GIVEN DATA
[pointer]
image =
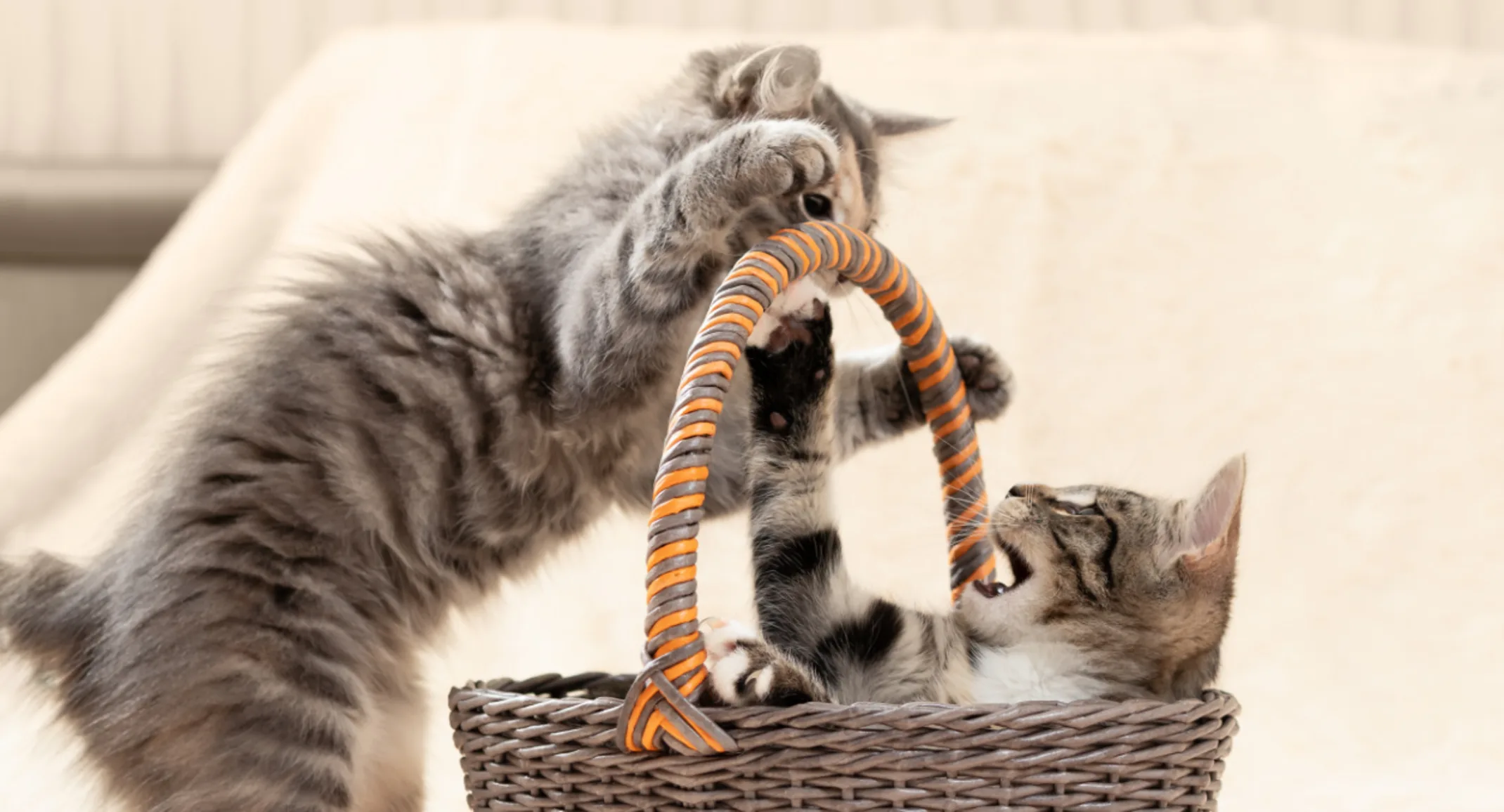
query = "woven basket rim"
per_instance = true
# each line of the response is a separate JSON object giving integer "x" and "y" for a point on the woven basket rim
{"x": 1022, "y": 716}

EXERCISE INSTRUCTIONS
Look above for the line containing "per_instance = true", then please write out that line and each one after it through the end, exactly, with nothing else.

OUTPUT
per_instance = true
# each line of the response is a separate JSON object giving integer "x" and "y" for a point on the woven basket rim
{"x": 1022, "y": 716}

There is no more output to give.